>> START Excerpted records

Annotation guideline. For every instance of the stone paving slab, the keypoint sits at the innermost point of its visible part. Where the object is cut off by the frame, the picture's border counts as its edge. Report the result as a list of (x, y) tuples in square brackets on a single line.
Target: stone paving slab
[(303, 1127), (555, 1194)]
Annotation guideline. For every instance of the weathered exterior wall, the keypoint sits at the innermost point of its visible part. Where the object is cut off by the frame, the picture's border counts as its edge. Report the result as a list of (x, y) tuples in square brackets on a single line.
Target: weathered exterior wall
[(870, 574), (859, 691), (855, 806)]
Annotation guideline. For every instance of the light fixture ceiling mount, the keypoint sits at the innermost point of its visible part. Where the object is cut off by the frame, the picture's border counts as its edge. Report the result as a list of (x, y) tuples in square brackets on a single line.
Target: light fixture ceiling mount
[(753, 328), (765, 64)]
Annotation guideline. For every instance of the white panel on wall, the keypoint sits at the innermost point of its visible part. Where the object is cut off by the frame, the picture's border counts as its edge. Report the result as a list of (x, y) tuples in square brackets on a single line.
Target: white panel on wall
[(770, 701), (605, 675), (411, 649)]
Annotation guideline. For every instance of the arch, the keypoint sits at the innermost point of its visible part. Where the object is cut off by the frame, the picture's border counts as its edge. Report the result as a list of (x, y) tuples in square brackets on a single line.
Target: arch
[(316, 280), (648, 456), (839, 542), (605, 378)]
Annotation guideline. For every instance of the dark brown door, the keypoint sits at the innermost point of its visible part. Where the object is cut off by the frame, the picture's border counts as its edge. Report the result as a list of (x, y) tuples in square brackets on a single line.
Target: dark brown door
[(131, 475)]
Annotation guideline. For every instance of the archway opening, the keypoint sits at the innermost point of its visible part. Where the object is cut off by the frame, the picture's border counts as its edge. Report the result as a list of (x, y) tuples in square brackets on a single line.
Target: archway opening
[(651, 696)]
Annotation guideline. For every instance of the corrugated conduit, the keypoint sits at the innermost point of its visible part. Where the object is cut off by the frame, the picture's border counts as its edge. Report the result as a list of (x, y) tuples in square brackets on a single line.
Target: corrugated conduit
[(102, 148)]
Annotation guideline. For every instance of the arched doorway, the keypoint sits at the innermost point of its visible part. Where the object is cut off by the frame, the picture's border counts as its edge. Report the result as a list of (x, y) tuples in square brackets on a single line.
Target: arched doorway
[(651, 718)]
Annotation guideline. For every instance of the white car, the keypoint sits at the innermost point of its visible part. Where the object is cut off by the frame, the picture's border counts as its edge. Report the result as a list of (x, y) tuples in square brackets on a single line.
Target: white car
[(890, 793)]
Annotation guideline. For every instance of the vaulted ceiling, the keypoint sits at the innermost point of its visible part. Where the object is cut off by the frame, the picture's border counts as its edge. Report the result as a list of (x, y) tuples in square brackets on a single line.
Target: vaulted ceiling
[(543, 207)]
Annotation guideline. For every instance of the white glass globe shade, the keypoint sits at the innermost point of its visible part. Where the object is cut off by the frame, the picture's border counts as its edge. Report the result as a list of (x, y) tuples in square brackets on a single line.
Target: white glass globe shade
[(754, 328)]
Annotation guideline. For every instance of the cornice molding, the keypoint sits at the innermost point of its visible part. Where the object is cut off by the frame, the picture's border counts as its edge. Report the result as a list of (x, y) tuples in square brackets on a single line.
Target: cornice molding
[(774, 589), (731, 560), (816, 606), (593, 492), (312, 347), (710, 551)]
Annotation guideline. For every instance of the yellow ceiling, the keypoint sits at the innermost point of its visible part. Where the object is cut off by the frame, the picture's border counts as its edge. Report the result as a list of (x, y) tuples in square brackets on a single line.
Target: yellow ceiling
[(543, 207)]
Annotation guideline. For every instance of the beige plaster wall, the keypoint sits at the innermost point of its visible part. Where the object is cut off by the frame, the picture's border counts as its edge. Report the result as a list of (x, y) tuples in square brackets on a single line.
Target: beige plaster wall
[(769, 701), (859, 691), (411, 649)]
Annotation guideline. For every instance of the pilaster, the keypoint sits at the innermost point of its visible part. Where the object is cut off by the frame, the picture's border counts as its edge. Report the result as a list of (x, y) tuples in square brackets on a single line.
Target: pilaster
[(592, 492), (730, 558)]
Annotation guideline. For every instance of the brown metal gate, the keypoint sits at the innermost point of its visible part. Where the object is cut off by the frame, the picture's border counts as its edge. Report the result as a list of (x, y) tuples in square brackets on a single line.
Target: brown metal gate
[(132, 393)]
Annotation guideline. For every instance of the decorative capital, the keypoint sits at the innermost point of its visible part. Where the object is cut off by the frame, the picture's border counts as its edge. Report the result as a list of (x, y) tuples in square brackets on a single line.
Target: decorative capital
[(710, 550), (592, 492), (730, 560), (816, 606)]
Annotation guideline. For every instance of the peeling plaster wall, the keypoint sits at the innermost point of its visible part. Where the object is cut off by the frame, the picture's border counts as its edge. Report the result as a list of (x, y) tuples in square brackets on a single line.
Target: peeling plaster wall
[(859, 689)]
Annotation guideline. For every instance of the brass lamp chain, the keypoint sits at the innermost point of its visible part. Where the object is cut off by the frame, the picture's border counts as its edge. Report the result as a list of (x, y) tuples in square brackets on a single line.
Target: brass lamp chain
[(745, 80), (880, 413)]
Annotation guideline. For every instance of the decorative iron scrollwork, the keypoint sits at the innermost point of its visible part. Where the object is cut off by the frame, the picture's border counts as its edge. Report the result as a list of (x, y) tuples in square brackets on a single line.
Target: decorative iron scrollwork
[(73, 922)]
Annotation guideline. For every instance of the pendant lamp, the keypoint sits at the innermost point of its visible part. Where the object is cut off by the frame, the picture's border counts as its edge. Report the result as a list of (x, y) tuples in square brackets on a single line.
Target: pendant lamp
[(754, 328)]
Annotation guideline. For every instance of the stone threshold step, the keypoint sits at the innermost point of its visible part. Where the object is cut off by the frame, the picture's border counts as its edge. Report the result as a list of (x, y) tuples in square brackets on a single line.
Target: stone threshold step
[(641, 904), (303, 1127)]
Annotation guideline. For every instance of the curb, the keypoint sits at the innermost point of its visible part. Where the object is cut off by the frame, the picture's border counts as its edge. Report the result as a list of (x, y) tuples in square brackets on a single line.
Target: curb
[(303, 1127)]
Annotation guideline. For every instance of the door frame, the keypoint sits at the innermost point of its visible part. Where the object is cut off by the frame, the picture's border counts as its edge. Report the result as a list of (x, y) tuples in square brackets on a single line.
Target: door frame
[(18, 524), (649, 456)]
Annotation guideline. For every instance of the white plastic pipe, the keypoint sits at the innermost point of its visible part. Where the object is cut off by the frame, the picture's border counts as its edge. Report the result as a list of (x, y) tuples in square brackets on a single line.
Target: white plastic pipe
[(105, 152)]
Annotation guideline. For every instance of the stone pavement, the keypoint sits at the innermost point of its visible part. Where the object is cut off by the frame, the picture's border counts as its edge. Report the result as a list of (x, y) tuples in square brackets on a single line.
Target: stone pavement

>> END Excerpted records

• _What the exercise asks_:
Set down the material above again, word for word.

• _Completed exercise_:
Annotation guideline. For every instance of the stone paving slab, the keypoint sits at the innermost point of its visible part. Where the object is cut off by the frame, the picture's border counts as its edge. Report the result as a list of (x, y) tuples in square brackets on a single line.
Target: stone paving slab
[(303, 1127), (555, 1194)]
Annotation guideline. For every instance of the weathered exterior wall, the keypoint sits at the innermost point of its visible part. Where the object is cut off by the frame, the picture's border counts as its edge. Report the result as a list of (x, y) tuples in square brackets on a single line.
Target: weathered exterior wall
[(870, 574), (859, 691), (855, 806)]
Annotation guideline. For every instance of the light fixture ceiling mount, the keypoint sits at the innermost point of its visible part. Where the object is cut off by the frame, the picture's border counts as its edge. Report the result as a list of (x, y) tuples in square brackets on a single line.
Target: light fixture ceiling mount
[(753, 328), (765, 64)]
Annotation guideline. For every instance of the white panel on wall, the keypoint sits at the innermost point of its visible part. Where the object is cut off by the frame, the picture's border counts as its edge. Report the result as a list of (x, y) tuples in square brackets on a single line.
Target: white panel on wall
[(770, 701), (605, 675), (411, 649)]
Annotation guideline. For every instance of the arch, the keypoint sits at the innermost point of its visible part. Where the object is cut off by the frame, the picture's border counts as its edge. Report the result as a list of (x, y) tuples in square brackets on a single line.
Target: arch
[(316, 280), (648, 456), (839, 542), (605, 378)]
Annotation guideline. For every instance of the dark brown door, the keypoint sits at the innermost point of its visible part. Where the object is cut off by the frame, the picture's border counts as its edge. Report the result as a list of (x, y) tuples in square brackets on a single line.
Target: dark brown door
[(131, 475)]
Annotation guideline. For every instance of the archway opening, the keypoint sits at the innermost point of its visible part. Where the object is cut off by the frame, the picture's border counts as its edge. Report the result as a list of (x, y) tuples in square brackets on a single line.
Target: archway opening
[(651, 696)]
Annotation guideline. For every instance of the corrugated conduit, the keypoint sits at the innermost point of its visible part. Where the object is cut off by the frame, the picture's border counts as its edge. Report the result as a list of (x, y) tuples in square brackets on a single line.
Target: corrugated conduit
[(102, 148)]
Annotation guideline. For every instance of the arched doorway, the keypoint sits at the innermost point of its visible part. Where the object is cut off by the frame, the picture's border counts as its edge. Report the result as a list of (x, y) tuples in square brackets on a single line.
Target: arched doorway
[(651, 718)]
Annotation guideline. For every instance of the white car, the keypoint sits at the innermost point of its visible part. Where the object is cut off by the frame, the picture's border counts as its edge. Report the result as a list of (x, y) tuples in square brackets on a single line.
Target: white car
[(890, 793)]
Annotation guideline. For every instance of the vaulted ceiling, the keypoint sits at the innermost point of its visible part. Where the object is cut off by the frame, the picture's border counts as its edge. Report the result as a list of (x, y) tuples in square brackets on a single line.
Target: vaulted ceiling
[(543, 207)]
Annotation guideline. For every instance of the white glass globe shade, the keypoint sits at the innermost point of its visible part. Where the object is cut off by the frame, the picture's border counts as its edge. Report the result as a list of (x, y) tuples in square brackets on a single line.
Target: white glass globe shade
[(754, 328)]
Annotation guideline. For every instance of the cornice molding, the keypoint sits at the innermost point of its visible part. Where the object is cut off by the frame, the picture's border counts as its edge. Report the result as a list of (x, y) tuples in square brackets on a single line.
Target: cornice molding
[(774, 589), (731, 560), (816, 606), (593, 492), (312, 347), (710, 551)]
Annotation guideline. For every instance of the yellow ceiling, the keypoint sits at the innermost point of its visible part. Where the object is cut off by the frame, the picture's border counts as its edge. Report the result as a list of (x, y) tuples in square brackets on a single line.
Target: yellow ceiling
[(543, 207)]
Annotation guideline. For every instance of the beige plaster wall, the keypoint sits at the innermost point of its visible part. Where the object is cut off by the frame, the picture's border counts as its edge. Report the result as a list of (x, y) tuples in square brackets on a single line.
Target: beige plaster wall
[(769, 701), (859, 691), (411, 649)]
Annotation guideline. For every instance of the pilaster, the keypoint sits at the innermost point of its visible part. Where the object is cut off by the frame, the picture's border counts as its edge. Report the result as a list of (x, y) tuples in square brackets on a single line.
Target: pilaster
[(592, 492), (730, 558)]
Annotation guideline. For every instance of the brown metal gate, the keypoint sits at the innermost point of its visible part. Where the object is cut off by the frame, the picture's border counts as its edge. Report the result as a list of (x, y) tuples in square brackets on a single line.
Target: brown metal gate
[(132, 393)]
Annotation guideline. For every instance of the decorative capital, the keypoint sits at the innermost point of its visible part. Where the object is cut off by the frame, the picture's border counts as its edge. Report the result as a list of (x, y) tuples in square brackets on a single line.
Target: decorative capital
[(710, 550), (592, 492), (730, 560), (816, 606)]
Annotation guideline. For every instance of the peeling plaster wall, the keypoint sits at the innermost point of its visible part. Where the object is cut off by the frame, the picture's border counts as its edge. Report the result as a list of (x, y) tuples in square brackets on a single line.
Target: peeling plaster wall
[(859, 689)]
Annotation guideline. For every instance of the brass lamp chain, the keypoint sits at the innermost point of its visible part. Where the object is cut off by the frame, the picture's border counts as its edge. Report the result as a list of (x, y) tuples in square brackets on a single line.
Target: brass lamp chain
[(745, 80), (880, 413)]
Annotation guideline. For every instance of the decorative iron scrollwork, the keypoint sits at the innermost point of its visible part. Where the object is cut off by the frame, the picture's border counts as its edge. Report the result as a list of (x, y) tuples in square brackets on a single line.
Target: decorative iron scrollwork
[(73, 922)]
Annotation guideline. For every instance of the pendant lamp, the keypoint sits at the innermost point of its visible part. Where the object is cut off by the frame, the picture's border counts as its edge. Report the result as a list of (x, y) tuples in square brackets on a single line.
Target: pendant lamp
[(754, 328)]
Annotation guideline. For every instance of the stone threshold step, the keypoint sits at the innermost point of its visible part. Where the object is cut off by the frame, the picture's border counts as its edge. Report the result as a list of (x, y) tuples in square brackets on a single line.
Target: stone threshold step
[(641, 904), (303, 1127)]
Annotation guideline. For every instance of the curb, the keypoint sits at the innermost point of its visible part. Where the object is cut off by the frame, the picture's border counts as its edge. Report the result as a list of (x, y) tuples in square brackets on a single line.
Target: curb
[(303, 1127)]
Annotation guideline. For every instance of the door frame, the keypoint sits at the innermost point of its visible part. Where the object is cut off by the frame, the picture's border counts as its edge. Report the result as a list of (x, y) tuples in square brackets on a single line.
Target: door frame
[(18, 524), (649, 456)]
Annotation guideline. For every instance of the white plastic pipe, the keypoint sits at the innermost point of its visible part. Where the object is cut off by the frame, the picture's border counts as its edge. Report the result as a list of (x, y) tuples in square brackets on a single line.
Target: white plastic pipe
[(105, 152)]
Annotation guideline. For every instance of the stone pavement, the keypoint sits at the innermost point of its visible part. Where the object is cut off by the frame, the picture's border counts as its edge. Report the result as a list of (x, y) tuples in square brackets on a single line.
Target: stone pavement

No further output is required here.